((
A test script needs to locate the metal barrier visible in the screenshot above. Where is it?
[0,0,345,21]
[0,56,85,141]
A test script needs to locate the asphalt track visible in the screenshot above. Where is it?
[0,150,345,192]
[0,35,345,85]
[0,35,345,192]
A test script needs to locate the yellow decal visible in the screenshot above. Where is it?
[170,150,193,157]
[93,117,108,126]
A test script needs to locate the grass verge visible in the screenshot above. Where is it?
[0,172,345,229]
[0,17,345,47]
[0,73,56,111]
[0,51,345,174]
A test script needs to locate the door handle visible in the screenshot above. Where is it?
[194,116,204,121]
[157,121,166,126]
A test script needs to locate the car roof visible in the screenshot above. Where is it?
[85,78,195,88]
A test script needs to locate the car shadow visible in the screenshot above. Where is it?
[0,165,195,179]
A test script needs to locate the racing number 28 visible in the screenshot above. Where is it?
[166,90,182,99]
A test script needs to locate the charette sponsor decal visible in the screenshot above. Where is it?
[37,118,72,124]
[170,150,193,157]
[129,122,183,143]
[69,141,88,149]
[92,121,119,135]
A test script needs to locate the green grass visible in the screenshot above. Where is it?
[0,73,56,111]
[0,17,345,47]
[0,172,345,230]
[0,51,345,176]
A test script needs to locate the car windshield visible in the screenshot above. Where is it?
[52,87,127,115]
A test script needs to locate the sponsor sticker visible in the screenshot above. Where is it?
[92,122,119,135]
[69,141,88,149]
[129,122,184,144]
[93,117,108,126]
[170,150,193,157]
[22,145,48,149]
))
Update all of the lines above so that every occurrence of "test script" reads "UI automation tool", and leave everything else unchanged.

A UI automation tool needs to locate the metal barrier visible in the screenshot above. Where is it?
[0,0,345,21]
[0,56,85,141]
A UI automation tool needs to locate the asphalt track visible in the screenshot above. Where is it?
[0,150,345,192]
[0,35,345,85]
[0,35,345,192]
A UI automation tool needs to locate the yellow decal visible in the screenshot above. Where is it?
[170,150,193,157]
[93,117,108,126]
A UI automation tool needs to locate the grass verge visible in the screenshot above. Where is it?
[0,172,345,229]
[0,17,345,47]
[0,73,56,111]
[0,51,345,174]
A UI automation tool needs to locate the door handle visible in the screenshot above. Where is it?
[194,116,204,121]
[157,121,166,126]
A UI automation tool needs to locate the car roof visible in the screenshot above. Where is it?
[85,78,195,88]
A UI automation tool needs to locate the car shadow visible in the screenshot above. Where is it?
[0,165,195,179]
A UI automation tool needs to locate the racing number 28 visible in the screenshot above. Where is it?
[166,90,182,99]
A UI automation tool needs to locate the charette sponsor decal visible in the screenshot above. Where is it?
[37,118,72,124]
[170,150,193,157]
[129,122,183,143]
[69,141,88,149]
[92,121,119,135]
A UI automation tool needs to locate the green grass visible in the screenshot above. Where is it?
[0,73,56,111]
[0,17,345,47]
[0,172,345,230]
[0,51,345,176]
A UI automation tool needs to locate the car windshield visible in the screenshot above. Where is it?
[52,87,127,115]
A UI automation tool needs to locate the sponsor sticker visible in the screenshot above. Where is it?
[92,122,119,135]
[69,141,88,149]
[129,122,184,144]
[93,117,108,126]
[170,150,193,157]
[22,145,48,149]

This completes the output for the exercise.